» Task instructions
**a)** Update the history of U.S. involvement in Afghanistan, starting with "American involvement in" and going on through "its own Vietnam.", so that "policy makers" is changed to "policymakers".
**b)** Write what comes next in the history of U.S. involvement in Afghanistan, picking up after its final sentence.

» Source text

The History of U.S. Involvement in Afghanistan
 
American involvement in Afghanistan began as a brief interlude in the fifties supporting forces of modernization, but was abandoned as policy makers became more inclined to accept a less progressive Pakistani strategy of supporting religious fundamentalists in the region.  This assessment would be intensified during the Carter administration, as American policy makers, particularly national security advisor Zbigniew Brzezinski, recognized that the Soviets could be bated into the “Afghanistan trap” to bolster an unpopular communist government and give the Soviet Union its own Vietnam. 
 
The United States, Saudi Arabia, and Pakistan cooperated in equipping the mujaheddin to fight the Soviets. This episode is presented as a heroic narrative of good versus evil in the film Charlie Wilson’s War and criticized as a cynical war against progressive forces in Afghanistan as a maneuver to advance American cold war interests in Paul Fitzgerald and Elizabeth Gould’s Invisible History: Afghanistan’s Untold Story. Fitzgerald and Gould offer evidence demonstrating the desire of the Soviets to play the role of a fair broker in Afghanistan and are critical of interpreting the Soviet presence as a thrust to threaten the Persian Gulf.
 
Once the Soviets left Afghanistan, the United States loss interest in Afghanistan, allowing the country to descend into an unending civil war. During this time, the Taliban, a largely Pashtun, Islamic fundamentalist movement with support from Pakistan, took control of large parts of the country.  With the capture of Kabul in 1996, the Taliban established the Islamic Emirate of Afghanistan.  The United States viewed the regime with disdain for various human rights abuses associated with the application of a very strict interpretation of a hybrid of Sharia law and tribal tradition, but gave the regime millions of dollars of aid to support the suppression of opium production within the country. 
 
The Emirate’s relations with Osama bin Laden and his Al Qaeda network would pull the United States more decisively into Afghan affairs.  William Jefferson Clinton authorized missile strikes into Afghan territory with the purpose of killing bin Laden. After the September 11th, 2001 terrorist strikes in the United States, the Bush administration coordinated U.S. military and intelligence assets with the Northern alliance adversaries of the Taliban to bring the regime down.  The Taliban and bin Laden successfully retreated to the tribal lands of bordering Pakistan.

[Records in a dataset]

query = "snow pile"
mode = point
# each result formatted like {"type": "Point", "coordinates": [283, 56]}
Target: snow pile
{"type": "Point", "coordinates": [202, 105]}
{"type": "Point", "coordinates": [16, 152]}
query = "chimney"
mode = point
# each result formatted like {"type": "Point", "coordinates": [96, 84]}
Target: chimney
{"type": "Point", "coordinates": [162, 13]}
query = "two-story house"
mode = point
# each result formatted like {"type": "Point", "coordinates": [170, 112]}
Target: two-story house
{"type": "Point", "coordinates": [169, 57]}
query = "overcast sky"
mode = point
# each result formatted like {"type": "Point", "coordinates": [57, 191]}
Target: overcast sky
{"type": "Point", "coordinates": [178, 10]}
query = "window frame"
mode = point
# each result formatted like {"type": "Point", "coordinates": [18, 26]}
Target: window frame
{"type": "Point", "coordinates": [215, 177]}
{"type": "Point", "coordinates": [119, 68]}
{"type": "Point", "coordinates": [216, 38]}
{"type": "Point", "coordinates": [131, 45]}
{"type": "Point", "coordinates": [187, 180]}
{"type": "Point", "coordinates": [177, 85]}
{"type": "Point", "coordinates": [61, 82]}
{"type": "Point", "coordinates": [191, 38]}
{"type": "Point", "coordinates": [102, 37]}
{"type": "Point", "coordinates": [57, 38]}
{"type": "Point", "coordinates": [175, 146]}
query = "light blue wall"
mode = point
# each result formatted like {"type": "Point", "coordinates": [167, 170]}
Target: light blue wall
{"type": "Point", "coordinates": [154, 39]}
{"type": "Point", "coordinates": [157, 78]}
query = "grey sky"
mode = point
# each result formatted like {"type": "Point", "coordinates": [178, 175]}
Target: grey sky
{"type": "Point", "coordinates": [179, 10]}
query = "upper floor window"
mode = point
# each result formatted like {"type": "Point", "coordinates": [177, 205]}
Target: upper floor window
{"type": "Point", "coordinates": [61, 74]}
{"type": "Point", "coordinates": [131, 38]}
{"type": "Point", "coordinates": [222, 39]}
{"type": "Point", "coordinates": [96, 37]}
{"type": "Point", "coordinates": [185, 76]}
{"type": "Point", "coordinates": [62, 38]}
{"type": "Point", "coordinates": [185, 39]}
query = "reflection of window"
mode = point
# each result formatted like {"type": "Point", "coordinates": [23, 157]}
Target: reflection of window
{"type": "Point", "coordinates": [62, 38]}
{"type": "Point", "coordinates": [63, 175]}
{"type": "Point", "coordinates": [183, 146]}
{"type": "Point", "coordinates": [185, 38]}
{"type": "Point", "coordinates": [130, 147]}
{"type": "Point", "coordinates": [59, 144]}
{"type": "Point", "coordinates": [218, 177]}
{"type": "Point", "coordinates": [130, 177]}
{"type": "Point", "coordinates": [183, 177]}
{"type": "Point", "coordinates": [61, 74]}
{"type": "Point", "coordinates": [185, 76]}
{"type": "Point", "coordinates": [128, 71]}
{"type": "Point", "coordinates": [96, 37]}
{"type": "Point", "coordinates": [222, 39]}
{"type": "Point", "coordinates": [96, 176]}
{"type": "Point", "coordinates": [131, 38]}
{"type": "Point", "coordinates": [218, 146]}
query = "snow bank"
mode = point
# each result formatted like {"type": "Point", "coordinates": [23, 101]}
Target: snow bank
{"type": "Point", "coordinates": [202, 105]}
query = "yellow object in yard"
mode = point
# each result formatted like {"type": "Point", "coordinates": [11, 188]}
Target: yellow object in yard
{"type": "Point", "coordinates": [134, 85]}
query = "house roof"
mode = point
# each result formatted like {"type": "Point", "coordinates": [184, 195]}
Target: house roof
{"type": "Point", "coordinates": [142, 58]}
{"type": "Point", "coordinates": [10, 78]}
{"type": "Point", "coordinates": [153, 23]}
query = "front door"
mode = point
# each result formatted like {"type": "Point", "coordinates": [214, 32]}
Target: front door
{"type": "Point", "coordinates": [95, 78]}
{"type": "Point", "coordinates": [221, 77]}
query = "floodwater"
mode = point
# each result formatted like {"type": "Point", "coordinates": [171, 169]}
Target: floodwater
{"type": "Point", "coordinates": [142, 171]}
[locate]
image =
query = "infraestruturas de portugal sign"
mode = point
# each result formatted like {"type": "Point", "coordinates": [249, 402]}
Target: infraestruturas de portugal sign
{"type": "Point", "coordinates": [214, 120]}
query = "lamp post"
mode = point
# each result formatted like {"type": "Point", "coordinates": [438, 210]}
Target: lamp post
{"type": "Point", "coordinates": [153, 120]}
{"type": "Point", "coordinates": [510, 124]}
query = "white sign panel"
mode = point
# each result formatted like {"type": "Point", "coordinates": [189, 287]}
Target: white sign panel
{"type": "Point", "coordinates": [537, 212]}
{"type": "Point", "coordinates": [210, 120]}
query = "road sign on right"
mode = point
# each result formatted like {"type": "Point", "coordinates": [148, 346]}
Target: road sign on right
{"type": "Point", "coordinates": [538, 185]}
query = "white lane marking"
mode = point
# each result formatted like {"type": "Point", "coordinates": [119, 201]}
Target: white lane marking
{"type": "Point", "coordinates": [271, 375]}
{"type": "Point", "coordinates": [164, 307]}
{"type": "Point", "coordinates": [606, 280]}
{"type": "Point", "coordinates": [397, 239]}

» Answers provided
**a)**
American involvement in Afghanistan began as a brief interlude in the fifties supporting forces of modernization, but was abandoned as policymakers became more inclined to accept a less progressive Pakistani strategy of supporting religious fundamentalists in the region.  This assessment would be intensified during the Carter administration, as American policymakers, particularly national security advisor Zbigniew Brzezinski, recognized that the Soviets could be bated into the “Afghanistan trap” to bolster an unpopular communist government and give the Soviet Union its own Vietnam.

**b)**
An Afghan government under the leadership of Hamid Karzai was established in 2001 and was later affirmed during elections in 2004.  Afghanistan received less and less attention and resources from the Bush administration as it focused on strategic priorities in Iraq.  Neglect of Afghanistan allowed problems of poverty, corruption, warlordism, poor infrastructure, narco-trafficking, and a resurgent Taliban insurgency to erode the legitimacy of both the Karzai regime and U.S. involvement in the region.  Barack Obama, during his Presidential campaign, targeted failure in Afghanistan as an area needing immediate attention.
 
With the election of Obama to the Presidency, the success of the Taliban in both Afghanistan and Pakistan has added a sense of urgency to American policy in the region just as allegations of fraud in the re-election of Hamid Karzai has brought into question whether the United States has a legitimate partner in Afghanistan.  The killing of civilians by American and allied forces including members of NATO has further brought into question what good does our intervention do as we become alienated from a justifiably angry civilian population.  The cover up of the killing of some civilians is a scandal rumbling through the German government at the time of this writing.
 
Tuesday, December 1st, 2009, President Obama will outline his administration’s policy justifying a surge and a longer commitment of American forces in Afghanistan, while at the same time figuring out how the U.S. can gracefully remove itself from problems that have no solution on the horizon.  The United States appears to be ready to make great sacrifices to bolster an illegitimate government that has little chance of winning the hearts and minds of the nation’s population.  Afghanistan was a trap for the Russians who sought to build a coalition to govern the country and it will likely prove to be a similar trap for the United States.  Why waste hundreds of billions of dollars and hundreds if not thousands of lives to learn the same lesson?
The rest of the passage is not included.